All lines below containing "find" are to be listed.

*** Opening of Records provided ***

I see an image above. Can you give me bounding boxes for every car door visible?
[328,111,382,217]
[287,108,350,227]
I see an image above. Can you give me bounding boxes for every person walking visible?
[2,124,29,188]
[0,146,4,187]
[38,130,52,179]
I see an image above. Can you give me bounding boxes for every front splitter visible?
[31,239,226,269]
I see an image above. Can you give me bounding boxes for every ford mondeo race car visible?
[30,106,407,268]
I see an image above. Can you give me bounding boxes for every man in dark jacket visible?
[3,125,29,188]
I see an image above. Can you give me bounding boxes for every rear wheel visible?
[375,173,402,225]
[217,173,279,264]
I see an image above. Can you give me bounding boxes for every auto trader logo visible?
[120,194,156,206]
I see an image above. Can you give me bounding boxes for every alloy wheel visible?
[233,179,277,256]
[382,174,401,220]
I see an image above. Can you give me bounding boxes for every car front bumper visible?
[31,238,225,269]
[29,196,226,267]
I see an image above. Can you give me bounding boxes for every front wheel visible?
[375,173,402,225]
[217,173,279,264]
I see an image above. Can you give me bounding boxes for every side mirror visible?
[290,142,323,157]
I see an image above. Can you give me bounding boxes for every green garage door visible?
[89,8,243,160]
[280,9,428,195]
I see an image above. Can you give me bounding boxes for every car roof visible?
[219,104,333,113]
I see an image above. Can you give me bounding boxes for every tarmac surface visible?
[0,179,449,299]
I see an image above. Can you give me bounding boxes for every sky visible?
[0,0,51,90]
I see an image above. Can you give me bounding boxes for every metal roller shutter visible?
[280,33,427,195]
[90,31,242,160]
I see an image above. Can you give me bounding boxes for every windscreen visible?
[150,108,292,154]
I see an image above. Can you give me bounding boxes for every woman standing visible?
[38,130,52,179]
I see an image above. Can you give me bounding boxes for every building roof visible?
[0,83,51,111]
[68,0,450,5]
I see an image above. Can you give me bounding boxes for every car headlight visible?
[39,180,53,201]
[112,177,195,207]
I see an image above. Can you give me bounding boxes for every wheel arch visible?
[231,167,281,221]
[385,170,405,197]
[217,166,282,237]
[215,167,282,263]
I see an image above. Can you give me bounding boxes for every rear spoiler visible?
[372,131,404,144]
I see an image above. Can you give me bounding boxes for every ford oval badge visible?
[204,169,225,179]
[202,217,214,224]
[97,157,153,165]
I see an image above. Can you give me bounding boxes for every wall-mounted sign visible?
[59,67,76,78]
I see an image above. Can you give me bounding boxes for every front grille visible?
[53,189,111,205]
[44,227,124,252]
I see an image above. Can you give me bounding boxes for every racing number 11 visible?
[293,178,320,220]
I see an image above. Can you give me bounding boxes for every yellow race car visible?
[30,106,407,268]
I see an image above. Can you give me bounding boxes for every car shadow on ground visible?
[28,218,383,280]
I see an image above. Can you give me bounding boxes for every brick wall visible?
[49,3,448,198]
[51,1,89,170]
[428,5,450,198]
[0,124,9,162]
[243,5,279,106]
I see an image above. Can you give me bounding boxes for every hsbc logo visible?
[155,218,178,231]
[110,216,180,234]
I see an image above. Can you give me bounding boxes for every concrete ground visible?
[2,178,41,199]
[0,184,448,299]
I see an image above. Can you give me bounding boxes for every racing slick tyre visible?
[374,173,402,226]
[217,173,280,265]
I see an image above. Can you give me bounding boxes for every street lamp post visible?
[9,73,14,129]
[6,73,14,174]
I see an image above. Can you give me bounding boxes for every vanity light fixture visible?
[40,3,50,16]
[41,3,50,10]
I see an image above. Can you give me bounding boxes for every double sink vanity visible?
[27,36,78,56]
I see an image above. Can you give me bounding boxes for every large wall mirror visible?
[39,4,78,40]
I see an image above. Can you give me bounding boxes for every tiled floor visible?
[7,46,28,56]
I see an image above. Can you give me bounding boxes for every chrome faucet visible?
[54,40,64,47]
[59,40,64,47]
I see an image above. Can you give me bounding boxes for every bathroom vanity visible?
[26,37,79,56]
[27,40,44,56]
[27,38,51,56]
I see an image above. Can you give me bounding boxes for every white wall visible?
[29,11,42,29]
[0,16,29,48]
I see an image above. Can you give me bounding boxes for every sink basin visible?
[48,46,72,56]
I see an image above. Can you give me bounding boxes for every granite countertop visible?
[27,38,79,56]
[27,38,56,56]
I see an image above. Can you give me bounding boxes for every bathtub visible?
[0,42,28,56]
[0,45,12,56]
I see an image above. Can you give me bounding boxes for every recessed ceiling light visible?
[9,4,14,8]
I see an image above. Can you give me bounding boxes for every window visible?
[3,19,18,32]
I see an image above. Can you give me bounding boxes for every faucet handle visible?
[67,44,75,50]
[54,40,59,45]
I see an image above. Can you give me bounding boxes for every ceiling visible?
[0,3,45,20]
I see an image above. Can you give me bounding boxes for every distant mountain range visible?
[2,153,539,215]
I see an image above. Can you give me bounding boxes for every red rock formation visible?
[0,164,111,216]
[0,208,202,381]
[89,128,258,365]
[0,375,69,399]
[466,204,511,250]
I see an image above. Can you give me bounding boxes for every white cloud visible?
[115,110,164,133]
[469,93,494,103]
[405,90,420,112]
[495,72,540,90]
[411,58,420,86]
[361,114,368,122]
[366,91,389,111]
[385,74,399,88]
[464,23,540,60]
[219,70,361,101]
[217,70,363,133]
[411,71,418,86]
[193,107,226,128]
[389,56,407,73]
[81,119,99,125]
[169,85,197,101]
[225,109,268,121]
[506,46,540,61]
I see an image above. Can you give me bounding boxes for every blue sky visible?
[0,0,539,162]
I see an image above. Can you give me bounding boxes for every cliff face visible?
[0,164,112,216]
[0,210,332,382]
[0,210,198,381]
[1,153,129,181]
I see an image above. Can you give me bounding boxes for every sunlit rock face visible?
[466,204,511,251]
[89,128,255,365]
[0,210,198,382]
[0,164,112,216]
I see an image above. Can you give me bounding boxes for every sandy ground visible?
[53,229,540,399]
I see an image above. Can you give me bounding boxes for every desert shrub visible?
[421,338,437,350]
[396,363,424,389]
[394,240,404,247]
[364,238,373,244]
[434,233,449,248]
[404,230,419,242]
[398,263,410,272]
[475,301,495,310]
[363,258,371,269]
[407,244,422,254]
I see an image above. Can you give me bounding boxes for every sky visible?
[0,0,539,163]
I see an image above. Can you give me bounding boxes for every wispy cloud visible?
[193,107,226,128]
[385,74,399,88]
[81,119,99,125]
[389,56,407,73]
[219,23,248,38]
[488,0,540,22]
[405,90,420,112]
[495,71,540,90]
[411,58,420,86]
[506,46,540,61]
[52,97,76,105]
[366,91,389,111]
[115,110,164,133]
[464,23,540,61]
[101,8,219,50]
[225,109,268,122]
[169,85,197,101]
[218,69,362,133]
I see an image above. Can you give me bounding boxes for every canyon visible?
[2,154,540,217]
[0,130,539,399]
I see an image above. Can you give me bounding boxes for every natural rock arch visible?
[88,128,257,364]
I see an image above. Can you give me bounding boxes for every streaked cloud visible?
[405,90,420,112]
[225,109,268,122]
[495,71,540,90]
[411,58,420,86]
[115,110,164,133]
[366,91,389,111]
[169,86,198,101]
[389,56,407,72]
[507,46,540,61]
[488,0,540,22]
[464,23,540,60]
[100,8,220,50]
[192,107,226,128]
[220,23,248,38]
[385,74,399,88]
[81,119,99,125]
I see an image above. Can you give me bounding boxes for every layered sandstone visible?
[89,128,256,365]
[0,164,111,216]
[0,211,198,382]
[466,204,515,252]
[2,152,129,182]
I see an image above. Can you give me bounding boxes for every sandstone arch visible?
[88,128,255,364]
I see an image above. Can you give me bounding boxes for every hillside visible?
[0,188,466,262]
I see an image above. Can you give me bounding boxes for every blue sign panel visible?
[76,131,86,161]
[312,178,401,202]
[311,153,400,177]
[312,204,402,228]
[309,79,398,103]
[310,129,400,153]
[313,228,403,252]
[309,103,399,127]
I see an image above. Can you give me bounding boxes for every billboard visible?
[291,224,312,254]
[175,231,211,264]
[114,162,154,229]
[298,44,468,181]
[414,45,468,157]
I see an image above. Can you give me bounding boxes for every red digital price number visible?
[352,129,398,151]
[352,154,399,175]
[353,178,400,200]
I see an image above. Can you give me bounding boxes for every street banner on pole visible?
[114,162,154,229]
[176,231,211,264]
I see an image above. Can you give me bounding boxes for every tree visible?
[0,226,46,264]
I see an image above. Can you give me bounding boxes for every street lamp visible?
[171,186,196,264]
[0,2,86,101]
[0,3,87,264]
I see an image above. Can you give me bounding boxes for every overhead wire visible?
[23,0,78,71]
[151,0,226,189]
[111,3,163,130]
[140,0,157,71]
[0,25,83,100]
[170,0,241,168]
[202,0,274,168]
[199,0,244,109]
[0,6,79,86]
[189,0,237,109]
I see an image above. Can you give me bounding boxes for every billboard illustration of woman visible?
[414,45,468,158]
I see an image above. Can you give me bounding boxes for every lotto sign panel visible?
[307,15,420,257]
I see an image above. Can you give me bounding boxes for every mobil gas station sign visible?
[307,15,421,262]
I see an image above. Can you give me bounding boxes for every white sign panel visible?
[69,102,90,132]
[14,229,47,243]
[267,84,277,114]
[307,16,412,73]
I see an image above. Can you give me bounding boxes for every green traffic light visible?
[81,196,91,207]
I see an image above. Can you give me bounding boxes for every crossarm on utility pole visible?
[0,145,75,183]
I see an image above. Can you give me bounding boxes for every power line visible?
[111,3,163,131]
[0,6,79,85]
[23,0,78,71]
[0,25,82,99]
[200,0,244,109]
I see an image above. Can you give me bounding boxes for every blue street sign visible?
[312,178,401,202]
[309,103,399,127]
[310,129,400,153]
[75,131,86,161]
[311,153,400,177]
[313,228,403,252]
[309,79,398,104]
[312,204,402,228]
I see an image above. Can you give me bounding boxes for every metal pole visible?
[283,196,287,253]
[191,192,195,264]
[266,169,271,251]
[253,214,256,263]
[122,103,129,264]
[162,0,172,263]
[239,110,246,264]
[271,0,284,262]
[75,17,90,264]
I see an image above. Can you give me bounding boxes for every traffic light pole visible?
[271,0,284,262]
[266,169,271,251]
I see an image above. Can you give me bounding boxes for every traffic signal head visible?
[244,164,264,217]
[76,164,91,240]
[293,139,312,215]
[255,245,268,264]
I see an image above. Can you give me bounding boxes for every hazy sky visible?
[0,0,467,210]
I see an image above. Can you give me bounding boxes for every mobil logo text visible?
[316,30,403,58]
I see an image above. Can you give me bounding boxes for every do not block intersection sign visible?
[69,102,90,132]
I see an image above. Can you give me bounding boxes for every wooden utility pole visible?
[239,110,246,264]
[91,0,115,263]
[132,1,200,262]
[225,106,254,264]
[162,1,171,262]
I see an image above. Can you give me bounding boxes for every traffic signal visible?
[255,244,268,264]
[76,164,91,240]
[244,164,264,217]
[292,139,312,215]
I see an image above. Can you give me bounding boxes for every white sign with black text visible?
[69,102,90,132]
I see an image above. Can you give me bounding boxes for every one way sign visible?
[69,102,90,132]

*** Close of Records provided ***
*** Opening of Records provided ***

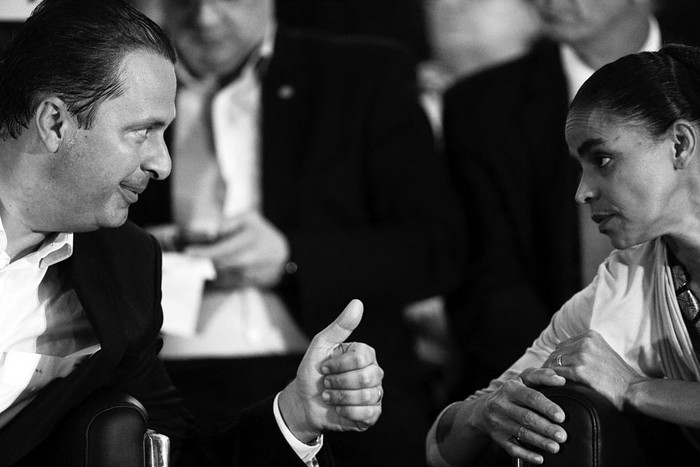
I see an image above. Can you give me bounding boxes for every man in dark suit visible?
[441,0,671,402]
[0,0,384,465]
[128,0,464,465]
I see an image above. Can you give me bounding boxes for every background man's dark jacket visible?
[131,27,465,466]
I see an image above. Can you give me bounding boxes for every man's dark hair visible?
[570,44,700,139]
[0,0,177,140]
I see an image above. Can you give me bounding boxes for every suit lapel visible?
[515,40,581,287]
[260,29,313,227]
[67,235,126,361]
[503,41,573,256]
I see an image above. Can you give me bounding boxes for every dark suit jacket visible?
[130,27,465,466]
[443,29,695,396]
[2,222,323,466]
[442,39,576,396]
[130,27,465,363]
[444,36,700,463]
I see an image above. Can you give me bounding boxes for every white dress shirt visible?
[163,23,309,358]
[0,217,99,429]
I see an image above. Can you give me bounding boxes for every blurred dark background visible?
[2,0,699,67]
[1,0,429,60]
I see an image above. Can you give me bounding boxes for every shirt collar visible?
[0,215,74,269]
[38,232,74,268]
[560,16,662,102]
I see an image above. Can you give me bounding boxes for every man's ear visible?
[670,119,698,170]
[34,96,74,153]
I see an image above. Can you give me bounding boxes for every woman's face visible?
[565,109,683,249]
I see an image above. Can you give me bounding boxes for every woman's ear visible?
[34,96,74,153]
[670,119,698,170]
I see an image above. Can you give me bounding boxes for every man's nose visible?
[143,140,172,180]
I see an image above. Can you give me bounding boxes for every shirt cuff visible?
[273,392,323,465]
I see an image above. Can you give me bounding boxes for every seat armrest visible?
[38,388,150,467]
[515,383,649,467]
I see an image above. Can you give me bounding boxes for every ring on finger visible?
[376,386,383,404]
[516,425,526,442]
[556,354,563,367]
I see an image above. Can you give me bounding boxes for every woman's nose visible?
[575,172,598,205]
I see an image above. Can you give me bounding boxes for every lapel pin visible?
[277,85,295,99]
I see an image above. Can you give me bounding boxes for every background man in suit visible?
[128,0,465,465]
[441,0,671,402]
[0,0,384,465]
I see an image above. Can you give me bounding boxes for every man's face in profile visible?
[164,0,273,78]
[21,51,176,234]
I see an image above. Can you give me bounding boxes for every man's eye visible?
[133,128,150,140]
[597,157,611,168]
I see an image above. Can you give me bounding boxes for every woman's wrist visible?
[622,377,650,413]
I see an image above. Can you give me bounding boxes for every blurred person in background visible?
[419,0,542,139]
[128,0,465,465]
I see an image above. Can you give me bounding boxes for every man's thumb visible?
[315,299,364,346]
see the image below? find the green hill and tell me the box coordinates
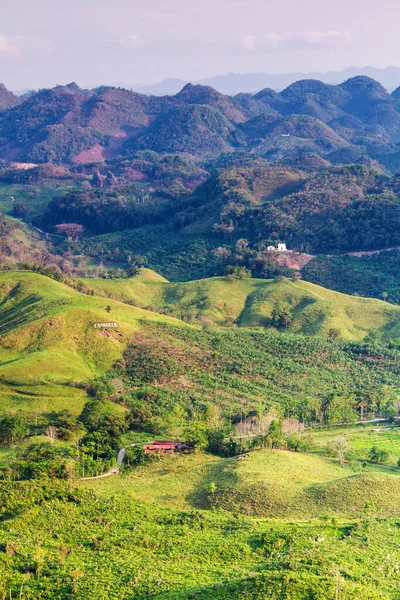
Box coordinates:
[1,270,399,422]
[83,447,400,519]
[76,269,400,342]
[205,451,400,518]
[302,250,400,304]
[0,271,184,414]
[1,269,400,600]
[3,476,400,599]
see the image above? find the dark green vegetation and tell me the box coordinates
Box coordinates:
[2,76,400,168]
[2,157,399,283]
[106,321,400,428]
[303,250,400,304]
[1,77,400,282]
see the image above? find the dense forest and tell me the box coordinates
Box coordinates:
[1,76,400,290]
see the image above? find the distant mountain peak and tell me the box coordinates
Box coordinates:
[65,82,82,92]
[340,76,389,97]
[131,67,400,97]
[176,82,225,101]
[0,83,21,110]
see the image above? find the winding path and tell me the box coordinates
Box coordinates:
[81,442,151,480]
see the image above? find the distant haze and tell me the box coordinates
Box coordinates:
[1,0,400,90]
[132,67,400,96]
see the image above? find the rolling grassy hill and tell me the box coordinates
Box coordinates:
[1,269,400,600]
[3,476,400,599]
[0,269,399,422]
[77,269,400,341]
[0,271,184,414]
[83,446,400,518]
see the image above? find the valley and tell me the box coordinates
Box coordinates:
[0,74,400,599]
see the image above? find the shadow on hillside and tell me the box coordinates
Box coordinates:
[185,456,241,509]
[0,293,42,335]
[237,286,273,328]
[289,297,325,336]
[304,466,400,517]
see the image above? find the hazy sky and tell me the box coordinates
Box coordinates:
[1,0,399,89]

*** Close of Records provided ***

**Exercise solution**
see the image below? find the green hill and tell me the box coordinates
see the image above? find the dark green vegetation and tell me the box coordinates
see the image above? find the dense forest and tell me the box coordinates
see the image above? find the distant mountain peak and tell me the box coordinates
see the image above? find the winding path and tell me the box coordinates
see the image above? find the distant haze and tell me the box coordinates
see the image above? find the rolling grassy hill and tell me the box coordinates
see the image above? find the valley and tell me the box coordinates
see the image above? find the shadow on hillside and tell me the box coordinates
see the image above? find the hazy sky and tell me the box coordinates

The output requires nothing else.